*Trabalho pedido*
**1)** No excerto sobre a economia do país, por que fundos é alimentada a economia de serviços?
**2)** Resuma em forma de lista o parágrafo do excerto sobre a economia do país que começa por "E hoje, com olímpico desplante", mantendo os factos principais.
**3)** Reproduza sem alterações o trecho do excerto sobre a economia do país que começa em "E hoje, com" e vai até "Afinal durou pouco.".

E hoje, com olímpico desplante, actua como se nada tivesse que ver com a situação económica do país, em que deixámos de ter uma economia produtiva e nos tornamos numa mera economia de serviços, alimentada por fundos europeus enviados como compensação da politica económica arquitetada em conluio com o diretório europeu e instigador de gastos numa overdose de infraestruturas, muitas vezes desnecessárias e que, quando país necessita, como hoje, de parar de gastar com as importações de quase tudo o que consumimos, não o consegue fazer, porque, exata e propositadamente, não produzimos o que necessitamos    

Mas curiosamente, ou talvez não, então, e até que a crise económica mundial estalou, vivia-se um proclamado amor entre os povos europeus e em que a solidariedade era coisa de realce. Afinal durou pouco.

*Registos*
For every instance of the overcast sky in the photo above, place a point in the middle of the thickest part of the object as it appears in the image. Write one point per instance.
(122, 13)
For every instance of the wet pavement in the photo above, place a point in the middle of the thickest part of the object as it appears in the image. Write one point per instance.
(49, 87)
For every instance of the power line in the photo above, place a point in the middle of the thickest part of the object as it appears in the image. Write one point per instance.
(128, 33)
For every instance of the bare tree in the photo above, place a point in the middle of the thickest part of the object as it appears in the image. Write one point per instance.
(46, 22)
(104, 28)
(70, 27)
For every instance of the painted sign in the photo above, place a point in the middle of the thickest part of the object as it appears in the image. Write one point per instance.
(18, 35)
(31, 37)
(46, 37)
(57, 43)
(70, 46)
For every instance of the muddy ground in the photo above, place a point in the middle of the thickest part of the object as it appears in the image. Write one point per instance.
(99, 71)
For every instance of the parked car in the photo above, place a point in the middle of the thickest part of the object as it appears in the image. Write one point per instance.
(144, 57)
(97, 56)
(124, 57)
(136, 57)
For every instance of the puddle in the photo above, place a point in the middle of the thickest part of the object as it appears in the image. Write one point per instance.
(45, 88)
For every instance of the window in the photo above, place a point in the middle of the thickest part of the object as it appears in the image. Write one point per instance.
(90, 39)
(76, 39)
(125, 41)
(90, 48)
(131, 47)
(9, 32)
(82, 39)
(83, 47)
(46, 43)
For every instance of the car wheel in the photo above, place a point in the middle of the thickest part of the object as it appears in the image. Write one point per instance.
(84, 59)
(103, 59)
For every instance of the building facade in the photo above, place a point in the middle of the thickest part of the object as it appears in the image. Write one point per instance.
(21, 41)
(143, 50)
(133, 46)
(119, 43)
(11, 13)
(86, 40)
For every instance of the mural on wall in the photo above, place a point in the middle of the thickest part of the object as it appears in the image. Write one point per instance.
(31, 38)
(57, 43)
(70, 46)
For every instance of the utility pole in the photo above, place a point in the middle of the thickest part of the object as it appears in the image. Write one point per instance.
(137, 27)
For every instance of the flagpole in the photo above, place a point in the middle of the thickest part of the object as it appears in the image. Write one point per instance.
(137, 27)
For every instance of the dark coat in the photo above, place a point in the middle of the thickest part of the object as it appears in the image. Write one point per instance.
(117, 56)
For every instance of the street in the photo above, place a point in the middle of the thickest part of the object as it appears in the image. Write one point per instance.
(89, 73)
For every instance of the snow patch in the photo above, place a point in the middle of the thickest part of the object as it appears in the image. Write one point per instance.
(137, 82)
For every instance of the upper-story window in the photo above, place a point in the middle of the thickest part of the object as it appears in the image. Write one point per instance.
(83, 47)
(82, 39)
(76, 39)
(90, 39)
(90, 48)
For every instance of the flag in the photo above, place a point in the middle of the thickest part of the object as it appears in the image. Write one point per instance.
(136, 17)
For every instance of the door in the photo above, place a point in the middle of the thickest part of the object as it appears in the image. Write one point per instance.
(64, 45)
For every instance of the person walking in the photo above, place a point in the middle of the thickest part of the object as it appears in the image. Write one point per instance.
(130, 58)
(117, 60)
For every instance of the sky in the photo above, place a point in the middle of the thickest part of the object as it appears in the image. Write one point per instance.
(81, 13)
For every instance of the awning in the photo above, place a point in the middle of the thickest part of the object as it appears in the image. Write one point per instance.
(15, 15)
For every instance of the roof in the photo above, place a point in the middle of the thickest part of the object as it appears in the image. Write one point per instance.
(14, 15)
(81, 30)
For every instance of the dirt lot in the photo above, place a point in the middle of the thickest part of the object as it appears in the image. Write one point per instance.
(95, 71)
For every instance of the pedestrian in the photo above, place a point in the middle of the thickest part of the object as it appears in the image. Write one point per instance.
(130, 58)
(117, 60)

---

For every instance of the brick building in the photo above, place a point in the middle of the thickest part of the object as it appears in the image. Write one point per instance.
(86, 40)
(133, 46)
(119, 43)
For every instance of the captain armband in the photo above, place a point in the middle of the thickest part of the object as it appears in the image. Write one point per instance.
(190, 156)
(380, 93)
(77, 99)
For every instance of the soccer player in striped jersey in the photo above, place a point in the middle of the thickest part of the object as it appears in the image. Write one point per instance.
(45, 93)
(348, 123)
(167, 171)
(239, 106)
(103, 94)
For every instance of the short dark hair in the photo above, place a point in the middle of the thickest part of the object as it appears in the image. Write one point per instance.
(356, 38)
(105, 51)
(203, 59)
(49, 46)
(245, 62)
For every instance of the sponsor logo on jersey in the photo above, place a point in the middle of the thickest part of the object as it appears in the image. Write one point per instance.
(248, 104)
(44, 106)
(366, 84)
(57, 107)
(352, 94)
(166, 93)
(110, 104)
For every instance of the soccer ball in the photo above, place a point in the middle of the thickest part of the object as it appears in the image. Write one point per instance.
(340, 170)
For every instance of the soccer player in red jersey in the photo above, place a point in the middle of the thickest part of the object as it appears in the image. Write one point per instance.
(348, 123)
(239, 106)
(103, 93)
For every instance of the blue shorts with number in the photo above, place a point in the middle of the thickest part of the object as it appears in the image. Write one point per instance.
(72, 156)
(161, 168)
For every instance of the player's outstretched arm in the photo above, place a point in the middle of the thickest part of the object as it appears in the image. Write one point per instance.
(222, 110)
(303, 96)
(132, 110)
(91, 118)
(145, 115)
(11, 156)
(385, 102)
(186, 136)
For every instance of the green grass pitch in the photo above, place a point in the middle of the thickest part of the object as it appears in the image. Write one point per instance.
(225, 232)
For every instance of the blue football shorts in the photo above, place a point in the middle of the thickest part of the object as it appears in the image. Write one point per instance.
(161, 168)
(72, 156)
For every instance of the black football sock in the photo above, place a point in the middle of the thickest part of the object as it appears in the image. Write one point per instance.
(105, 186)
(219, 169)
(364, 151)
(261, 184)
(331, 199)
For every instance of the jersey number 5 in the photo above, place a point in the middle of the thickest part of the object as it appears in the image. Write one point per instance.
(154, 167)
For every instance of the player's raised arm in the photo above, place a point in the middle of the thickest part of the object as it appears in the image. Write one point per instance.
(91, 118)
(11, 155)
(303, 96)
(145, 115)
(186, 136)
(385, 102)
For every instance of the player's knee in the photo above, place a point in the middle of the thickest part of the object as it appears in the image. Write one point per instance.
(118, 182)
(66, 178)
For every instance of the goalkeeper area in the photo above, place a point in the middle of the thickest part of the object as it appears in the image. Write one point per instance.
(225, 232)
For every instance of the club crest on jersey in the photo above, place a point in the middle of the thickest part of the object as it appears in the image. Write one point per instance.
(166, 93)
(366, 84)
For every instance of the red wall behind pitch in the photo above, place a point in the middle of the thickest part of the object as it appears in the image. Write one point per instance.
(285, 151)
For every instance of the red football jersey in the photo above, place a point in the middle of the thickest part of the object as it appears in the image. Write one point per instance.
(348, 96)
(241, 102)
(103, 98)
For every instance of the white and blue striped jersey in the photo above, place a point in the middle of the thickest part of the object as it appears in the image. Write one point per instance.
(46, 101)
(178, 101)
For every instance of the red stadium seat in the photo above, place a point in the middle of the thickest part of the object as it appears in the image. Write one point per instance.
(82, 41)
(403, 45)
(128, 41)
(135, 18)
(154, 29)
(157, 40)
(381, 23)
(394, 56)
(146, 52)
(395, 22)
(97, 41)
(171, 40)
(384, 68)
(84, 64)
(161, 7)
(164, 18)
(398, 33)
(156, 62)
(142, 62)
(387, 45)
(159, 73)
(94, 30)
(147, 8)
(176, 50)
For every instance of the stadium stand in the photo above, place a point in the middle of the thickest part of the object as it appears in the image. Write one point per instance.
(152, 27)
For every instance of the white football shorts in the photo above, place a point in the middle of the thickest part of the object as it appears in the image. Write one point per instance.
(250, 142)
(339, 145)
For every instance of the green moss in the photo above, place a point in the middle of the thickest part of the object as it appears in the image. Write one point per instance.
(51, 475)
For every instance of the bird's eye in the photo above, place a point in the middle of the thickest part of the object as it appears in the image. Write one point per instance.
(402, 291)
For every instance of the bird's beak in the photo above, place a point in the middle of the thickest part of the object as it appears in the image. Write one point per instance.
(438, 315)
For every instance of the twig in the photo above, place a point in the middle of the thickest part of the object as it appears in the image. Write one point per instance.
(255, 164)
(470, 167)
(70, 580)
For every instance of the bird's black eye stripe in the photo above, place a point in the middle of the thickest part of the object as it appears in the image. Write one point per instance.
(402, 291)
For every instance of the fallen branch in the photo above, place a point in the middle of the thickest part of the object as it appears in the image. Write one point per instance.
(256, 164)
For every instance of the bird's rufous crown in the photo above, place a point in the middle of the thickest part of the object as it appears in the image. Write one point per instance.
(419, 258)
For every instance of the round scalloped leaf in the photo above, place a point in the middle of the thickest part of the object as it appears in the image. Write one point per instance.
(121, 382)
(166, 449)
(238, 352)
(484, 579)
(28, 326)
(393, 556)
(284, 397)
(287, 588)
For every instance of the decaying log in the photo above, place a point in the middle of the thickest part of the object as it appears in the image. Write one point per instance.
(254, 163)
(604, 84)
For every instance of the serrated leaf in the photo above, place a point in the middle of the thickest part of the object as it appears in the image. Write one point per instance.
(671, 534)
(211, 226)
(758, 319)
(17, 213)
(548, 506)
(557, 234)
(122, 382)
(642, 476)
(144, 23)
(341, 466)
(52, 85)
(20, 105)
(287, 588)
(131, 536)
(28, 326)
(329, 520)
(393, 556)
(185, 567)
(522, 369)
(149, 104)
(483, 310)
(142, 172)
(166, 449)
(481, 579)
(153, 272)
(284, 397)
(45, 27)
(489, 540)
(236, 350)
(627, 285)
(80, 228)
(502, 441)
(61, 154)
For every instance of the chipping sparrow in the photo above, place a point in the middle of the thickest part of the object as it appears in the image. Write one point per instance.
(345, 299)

==

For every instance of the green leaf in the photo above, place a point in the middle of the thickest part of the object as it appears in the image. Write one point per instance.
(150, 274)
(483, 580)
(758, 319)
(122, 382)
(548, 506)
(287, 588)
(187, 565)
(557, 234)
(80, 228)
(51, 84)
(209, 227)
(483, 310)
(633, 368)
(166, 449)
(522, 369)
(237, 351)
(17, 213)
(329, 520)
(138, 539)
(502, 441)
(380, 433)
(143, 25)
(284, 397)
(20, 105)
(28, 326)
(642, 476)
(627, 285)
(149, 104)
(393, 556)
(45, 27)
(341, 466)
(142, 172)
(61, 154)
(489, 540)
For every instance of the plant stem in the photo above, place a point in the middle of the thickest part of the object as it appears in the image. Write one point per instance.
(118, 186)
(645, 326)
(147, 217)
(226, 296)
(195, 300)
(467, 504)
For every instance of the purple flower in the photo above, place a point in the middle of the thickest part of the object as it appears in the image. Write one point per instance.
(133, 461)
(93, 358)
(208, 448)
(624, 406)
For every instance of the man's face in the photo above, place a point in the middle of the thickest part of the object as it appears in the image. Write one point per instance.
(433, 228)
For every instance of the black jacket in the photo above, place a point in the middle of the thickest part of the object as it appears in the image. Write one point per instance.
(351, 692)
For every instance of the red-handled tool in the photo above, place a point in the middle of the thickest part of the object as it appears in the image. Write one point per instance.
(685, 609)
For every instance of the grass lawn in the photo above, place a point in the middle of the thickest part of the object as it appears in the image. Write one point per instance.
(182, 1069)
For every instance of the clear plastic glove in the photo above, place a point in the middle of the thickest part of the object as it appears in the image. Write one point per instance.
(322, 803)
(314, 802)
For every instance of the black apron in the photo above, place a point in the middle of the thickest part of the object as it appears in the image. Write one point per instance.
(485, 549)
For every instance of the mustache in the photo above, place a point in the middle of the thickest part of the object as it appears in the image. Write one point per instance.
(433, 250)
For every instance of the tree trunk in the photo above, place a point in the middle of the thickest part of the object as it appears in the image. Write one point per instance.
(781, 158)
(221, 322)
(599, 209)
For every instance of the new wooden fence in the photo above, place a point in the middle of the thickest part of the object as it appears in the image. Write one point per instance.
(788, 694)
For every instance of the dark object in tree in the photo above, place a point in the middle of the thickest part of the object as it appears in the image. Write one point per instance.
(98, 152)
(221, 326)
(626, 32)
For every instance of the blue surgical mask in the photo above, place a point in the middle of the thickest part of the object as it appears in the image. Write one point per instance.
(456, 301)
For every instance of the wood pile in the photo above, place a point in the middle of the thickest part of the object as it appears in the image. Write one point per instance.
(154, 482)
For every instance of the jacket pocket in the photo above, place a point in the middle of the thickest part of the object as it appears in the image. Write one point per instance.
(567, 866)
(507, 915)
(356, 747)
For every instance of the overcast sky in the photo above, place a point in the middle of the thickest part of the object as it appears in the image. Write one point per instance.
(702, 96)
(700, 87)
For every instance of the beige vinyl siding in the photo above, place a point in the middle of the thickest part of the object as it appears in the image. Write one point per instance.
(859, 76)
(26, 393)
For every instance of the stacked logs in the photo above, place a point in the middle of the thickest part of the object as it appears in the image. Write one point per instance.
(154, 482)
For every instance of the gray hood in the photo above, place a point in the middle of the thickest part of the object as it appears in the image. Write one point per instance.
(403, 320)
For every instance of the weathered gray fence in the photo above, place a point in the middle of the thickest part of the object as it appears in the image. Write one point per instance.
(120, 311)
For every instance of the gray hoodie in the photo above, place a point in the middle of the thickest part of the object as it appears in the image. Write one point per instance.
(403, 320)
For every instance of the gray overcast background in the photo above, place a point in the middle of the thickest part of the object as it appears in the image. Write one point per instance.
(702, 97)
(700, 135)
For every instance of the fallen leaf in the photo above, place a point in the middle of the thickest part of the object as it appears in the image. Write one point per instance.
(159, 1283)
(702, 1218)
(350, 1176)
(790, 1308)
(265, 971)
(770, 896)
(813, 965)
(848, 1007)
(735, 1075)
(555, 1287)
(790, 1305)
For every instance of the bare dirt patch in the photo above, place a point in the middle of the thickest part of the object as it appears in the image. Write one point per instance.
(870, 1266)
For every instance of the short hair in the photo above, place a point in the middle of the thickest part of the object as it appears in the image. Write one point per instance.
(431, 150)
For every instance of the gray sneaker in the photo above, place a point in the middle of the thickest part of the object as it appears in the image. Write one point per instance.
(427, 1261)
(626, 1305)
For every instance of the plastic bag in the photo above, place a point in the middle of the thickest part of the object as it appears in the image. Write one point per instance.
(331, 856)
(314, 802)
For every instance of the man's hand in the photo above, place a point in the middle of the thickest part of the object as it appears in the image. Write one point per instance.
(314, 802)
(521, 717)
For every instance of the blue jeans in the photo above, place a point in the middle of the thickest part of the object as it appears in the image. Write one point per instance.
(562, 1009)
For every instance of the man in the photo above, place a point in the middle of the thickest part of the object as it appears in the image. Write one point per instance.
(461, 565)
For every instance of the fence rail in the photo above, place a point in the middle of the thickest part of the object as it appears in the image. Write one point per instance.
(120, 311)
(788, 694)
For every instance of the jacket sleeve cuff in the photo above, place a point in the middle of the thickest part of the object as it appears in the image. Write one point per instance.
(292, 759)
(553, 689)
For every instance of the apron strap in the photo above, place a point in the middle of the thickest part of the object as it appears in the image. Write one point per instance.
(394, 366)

*Respostas*
**1)** Por fundos europeus enviados como compensação da política económica arquitetada em conluio com o diretório europeu.

**2)**
- Age como se nada tivesse que ver com a situação económica do país.
- O país deixou de ter uma economia produtiva e tornou-se uma mera economia de serviços.
- Essa economia é alimentada por fundos europeus, enviados como compensação da política económica arquitetada em conluio com o diretório europeu, instigador de gastos excessivos em infraestruturas, muitas vezes desnecessárias.
- O país precisa hoje de parar de gastar com a importação de quase tudo o que consome, mas não o consegue, porque, de propósito, não produz o que necessita.

**3)**
E hoje, com olímpico desplante, actua como se nada tivesse que ver com a situação económica do país, em que deixámos de ter uma economia produtiva e nos tornamos numa mera economia de serviços, alimentada por fundos europeus enviados como compensação da politica económica arquitetada em conluio com o diretório europeu e instigador de gastos numa overdose de infraestruturas, muitas vezes desnecessárias e que, quando país necessita, como hoje, de parar de gastar com as importações de quase tudo o que consumimos, não o consegue fazer, porque, exata e propositadamente, não produzimos o que necessitamos    

Mas curiosamente, ou talvez não, então, e até que a crise económica mundial estalou, vivia-se um proclamado amor entre os povos europeus e em que a solidariedade era coisa de realce. Afinal durou pouco.